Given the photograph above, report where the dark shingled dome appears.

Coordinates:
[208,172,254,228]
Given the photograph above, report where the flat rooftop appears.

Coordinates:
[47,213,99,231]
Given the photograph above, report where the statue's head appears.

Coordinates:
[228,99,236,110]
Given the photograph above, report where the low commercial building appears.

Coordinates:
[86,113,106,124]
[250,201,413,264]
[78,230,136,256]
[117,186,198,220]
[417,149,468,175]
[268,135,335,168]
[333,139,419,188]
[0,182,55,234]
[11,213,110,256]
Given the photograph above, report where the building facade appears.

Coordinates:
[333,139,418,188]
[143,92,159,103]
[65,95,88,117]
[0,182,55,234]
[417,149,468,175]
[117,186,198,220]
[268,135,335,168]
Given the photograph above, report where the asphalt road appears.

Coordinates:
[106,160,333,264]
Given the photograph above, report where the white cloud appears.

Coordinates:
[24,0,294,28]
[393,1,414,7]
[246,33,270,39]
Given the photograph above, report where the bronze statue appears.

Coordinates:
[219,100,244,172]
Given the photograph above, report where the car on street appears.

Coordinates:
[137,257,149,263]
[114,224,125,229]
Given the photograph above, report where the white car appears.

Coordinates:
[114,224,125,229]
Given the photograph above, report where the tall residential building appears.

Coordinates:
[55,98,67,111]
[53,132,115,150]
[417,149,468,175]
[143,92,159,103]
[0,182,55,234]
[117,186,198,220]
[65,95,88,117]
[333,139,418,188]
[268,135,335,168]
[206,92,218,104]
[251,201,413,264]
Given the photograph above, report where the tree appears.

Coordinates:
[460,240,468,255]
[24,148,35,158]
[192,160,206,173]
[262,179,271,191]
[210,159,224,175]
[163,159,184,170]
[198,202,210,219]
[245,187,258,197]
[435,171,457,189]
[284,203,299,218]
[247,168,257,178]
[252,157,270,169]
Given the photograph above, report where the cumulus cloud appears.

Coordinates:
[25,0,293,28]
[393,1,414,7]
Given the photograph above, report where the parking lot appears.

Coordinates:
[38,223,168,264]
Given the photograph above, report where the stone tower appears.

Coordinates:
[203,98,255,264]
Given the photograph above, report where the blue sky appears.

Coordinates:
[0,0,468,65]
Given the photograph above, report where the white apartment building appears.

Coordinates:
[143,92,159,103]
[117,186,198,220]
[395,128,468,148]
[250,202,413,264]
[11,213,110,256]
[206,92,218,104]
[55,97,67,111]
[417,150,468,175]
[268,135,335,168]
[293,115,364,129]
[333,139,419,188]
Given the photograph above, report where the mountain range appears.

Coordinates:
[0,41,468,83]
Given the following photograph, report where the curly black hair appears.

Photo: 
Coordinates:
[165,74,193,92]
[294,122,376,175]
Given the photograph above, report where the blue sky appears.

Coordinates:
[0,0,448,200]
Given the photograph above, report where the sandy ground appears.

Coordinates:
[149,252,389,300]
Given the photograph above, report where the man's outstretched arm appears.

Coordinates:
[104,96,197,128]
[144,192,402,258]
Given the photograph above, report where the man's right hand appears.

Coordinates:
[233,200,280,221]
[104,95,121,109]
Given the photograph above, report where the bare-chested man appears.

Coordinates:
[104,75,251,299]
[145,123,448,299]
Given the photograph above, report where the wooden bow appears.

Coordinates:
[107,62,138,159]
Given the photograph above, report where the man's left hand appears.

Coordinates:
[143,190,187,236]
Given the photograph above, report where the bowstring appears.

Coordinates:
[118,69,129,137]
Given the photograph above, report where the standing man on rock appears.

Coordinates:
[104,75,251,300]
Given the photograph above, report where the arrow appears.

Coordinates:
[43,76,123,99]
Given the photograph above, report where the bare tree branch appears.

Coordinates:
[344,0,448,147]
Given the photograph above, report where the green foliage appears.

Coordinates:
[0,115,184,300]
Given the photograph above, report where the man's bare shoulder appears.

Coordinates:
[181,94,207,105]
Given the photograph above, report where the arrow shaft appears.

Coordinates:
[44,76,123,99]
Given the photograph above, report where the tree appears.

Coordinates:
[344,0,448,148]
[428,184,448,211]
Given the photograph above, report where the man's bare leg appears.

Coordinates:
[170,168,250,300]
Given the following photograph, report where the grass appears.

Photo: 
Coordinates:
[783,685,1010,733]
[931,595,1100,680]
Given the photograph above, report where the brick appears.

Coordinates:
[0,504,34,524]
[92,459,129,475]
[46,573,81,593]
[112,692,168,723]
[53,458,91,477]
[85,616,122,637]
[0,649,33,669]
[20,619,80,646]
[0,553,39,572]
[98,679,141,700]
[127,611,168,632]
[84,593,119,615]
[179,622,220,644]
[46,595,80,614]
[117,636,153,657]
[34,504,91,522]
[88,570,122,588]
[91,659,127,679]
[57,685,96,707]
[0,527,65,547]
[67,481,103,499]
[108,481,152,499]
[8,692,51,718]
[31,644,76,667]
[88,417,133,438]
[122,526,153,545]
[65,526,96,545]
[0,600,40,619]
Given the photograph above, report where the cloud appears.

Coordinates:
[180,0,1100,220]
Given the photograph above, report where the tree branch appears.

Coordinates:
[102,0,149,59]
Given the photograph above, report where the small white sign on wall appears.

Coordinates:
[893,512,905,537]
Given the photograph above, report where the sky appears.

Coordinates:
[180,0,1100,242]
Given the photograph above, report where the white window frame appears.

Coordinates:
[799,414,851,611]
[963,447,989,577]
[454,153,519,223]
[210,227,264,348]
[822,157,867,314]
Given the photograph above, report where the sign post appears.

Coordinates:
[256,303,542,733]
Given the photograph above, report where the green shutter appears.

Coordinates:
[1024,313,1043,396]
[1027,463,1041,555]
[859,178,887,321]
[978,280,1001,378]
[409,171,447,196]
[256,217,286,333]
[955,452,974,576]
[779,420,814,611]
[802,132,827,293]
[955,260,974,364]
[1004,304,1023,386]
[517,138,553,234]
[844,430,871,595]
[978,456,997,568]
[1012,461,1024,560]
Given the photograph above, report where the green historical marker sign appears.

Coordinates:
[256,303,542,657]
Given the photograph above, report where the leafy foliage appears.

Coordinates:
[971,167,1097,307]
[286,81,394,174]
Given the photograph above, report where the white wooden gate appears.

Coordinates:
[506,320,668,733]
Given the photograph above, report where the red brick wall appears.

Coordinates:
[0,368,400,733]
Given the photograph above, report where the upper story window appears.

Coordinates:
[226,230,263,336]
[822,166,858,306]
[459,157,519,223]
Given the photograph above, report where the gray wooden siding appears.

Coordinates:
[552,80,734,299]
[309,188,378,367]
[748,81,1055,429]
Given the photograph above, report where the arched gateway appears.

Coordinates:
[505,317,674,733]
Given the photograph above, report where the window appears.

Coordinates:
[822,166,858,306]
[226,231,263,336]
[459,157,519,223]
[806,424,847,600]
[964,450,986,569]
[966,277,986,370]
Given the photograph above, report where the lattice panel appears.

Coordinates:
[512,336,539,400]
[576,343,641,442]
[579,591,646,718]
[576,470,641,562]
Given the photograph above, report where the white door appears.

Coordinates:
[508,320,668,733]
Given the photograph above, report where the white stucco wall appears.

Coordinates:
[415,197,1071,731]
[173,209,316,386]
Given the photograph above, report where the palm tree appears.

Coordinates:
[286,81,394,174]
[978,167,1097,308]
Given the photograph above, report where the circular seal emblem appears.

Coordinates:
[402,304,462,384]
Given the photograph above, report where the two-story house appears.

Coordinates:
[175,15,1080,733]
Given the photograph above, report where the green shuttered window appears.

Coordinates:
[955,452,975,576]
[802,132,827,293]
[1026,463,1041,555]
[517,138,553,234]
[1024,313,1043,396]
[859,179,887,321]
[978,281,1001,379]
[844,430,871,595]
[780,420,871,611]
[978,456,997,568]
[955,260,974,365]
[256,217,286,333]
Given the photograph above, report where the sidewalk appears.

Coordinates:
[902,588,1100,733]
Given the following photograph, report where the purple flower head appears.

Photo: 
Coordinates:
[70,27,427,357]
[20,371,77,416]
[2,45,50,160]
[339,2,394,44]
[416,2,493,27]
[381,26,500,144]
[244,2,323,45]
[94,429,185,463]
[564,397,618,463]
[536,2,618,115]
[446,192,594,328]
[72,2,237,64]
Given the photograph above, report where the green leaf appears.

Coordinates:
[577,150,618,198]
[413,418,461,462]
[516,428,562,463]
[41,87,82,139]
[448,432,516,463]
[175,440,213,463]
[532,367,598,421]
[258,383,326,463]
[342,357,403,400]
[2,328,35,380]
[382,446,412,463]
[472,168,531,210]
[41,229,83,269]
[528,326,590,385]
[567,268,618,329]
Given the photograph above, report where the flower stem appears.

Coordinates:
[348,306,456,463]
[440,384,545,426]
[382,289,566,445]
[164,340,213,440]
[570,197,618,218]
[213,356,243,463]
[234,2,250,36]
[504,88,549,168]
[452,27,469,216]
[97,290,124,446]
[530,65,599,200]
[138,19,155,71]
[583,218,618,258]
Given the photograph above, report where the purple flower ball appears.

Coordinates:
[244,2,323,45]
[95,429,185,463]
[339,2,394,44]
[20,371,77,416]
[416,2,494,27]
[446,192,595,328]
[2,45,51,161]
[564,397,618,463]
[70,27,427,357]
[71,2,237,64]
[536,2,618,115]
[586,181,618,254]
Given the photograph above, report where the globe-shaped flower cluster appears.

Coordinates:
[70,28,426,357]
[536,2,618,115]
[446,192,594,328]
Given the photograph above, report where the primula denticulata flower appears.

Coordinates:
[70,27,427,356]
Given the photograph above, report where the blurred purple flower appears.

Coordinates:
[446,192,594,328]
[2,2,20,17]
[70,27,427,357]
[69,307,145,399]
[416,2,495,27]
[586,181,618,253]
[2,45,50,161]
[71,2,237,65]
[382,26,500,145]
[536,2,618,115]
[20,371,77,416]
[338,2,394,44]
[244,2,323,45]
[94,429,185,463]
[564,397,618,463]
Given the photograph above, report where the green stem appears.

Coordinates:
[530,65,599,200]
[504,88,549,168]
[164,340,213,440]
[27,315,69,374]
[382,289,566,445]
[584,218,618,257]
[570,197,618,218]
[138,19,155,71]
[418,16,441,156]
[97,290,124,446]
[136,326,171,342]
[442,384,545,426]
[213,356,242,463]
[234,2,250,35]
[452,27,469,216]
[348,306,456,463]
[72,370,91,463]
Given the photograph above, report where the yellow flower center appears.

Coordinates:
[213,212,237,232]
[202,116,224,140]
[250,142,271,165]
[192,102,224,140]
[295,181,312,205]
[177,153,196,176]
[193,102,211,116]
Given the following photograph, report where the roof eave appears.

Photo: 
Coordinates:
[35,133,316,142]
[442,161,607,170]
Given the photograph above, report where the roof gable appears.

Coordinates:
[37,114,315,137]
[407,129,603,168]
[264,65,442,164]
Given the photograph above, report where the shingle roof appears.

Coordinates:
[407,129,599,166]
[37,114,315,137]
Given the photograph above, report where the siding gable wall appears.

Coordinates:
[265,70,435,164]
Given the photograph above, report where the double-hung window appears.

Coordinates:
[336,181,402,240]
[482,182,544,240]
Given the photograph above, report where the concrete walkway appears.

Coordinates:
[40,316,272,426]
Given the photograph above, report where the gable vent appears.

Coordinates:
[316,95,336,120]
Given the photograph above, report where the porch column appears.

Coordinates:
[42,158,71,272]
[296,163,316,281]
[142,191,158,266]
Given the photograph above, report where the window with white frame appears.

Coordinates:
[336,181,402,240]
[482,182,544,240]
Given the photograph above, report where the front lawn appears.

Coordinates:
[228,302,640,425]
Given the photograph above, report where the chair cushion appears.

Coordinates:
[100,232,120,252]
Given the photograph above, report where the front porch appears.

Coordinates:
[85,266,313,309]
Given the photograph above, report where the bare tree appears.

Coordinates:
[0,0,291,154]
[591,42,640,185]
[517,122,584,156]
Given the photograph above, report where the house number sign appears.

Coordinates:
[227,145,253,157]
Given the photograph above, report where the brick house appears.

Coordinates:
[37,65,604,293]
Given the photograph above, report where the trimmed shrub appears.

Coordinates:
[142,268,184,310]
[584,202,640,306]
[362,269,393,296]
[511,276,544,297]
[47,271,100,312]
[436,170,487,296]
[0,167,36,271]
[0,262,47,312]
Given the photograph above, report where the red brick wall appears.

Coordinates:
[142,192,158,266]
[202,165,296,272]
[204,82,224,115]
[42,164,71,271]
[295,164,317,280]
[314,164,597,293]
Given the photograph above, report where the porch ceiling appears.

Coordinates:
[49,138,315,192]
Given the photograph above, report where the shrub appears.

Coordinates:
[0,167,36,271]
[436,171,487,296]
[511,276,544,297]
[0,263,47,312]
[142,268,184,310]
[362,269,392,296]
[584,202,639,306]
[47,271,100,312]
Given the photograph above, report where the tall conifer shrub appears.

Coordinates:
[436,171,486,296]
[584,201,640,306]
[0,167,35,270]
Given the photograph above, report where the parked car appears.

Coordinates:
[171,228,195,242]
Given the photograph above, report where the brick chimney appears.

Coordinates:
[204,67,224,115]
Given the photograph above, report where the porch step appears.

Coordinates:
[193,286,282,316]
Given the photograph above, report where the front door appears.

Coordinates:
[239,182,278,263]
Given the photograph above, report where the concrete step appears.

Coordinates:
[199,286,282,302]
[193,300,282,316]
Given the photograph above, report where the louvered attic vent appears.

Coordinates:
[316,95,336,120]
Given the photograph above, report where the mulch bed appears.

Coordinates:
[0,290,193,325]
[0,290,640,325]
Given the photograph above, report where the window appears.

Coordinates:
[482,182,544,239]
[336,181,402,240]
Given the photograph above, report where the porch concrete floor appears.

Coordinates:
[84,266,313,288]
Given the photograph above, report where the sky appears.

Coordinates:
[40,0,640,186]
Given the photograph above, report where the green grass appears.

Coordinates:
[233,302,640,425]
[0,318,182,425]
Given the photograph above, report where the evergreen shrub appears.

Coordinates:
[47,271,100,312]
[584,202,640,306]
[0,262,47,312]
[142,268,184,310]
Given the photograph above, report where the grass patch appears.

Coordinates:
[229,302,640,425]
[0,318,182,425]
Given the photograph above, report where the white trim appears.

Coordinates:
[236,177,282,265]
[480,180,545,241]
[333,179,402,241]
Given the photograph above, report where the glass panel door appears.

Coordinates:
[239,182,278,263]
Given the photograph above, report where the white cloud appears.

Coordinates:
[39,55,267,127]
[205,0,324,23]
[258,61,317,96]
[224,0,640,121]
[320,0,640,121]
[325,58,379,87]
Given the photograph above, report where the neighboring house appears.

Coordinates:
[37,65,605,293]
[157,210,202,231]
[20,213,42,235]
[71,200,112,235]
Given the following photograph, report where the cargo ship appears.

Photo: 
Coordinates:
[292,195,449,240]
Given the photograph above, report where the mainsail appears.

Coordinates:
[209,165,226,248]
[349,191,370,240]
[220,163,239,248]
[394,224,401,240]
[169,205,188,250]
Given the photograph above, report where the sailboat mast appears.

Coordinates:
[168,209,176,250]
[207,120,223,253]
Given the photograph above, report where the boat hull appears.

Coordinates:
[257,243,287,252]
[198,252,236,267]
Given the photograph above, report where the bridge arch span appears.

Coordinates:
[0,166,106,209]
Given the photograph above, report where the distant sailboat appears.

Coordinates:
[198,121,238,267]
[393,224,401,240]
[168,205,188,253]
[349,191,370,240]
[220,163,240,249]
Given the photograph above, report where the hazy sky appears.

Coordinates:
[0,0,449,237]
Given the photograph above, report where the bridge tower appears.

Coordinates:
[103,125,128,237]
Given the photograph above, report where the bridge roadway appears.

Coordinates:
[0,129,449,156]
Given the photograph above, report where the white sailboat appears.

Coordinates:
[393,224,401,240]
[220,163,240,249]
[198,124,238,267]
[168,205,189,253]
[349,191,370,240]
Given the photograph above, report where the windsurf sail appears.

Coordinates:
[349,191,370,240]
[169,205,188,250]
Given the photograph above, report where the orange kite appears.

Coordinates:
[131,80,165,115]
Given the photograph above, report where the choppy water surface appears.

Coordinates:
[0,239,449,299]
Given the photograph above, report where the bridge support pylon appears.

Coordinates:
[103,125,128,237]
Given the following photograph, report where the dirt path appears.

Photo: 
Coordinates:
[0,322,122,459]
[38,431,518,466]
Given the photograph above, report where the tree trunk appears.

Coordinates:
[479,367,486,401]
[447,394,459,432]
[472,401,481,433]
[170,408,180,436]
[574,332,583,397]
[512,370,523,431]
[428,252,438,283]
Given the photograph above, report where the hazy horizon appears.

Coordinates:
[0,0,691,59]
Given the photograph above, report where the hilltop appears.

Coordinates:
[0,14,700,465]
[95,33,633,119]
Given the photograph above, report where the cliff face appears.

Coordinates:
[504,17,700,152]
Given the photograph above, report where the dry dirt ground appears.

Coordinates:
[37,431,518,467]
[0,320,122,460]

-----

Given problem ::
Which lines in the rows above contain the string "statue", with case counting? Copy each of those lines in full.

Response below ::
Given the photograph above, report where the statue's head appears.
Given the photograph above, report where the bronze statue appears.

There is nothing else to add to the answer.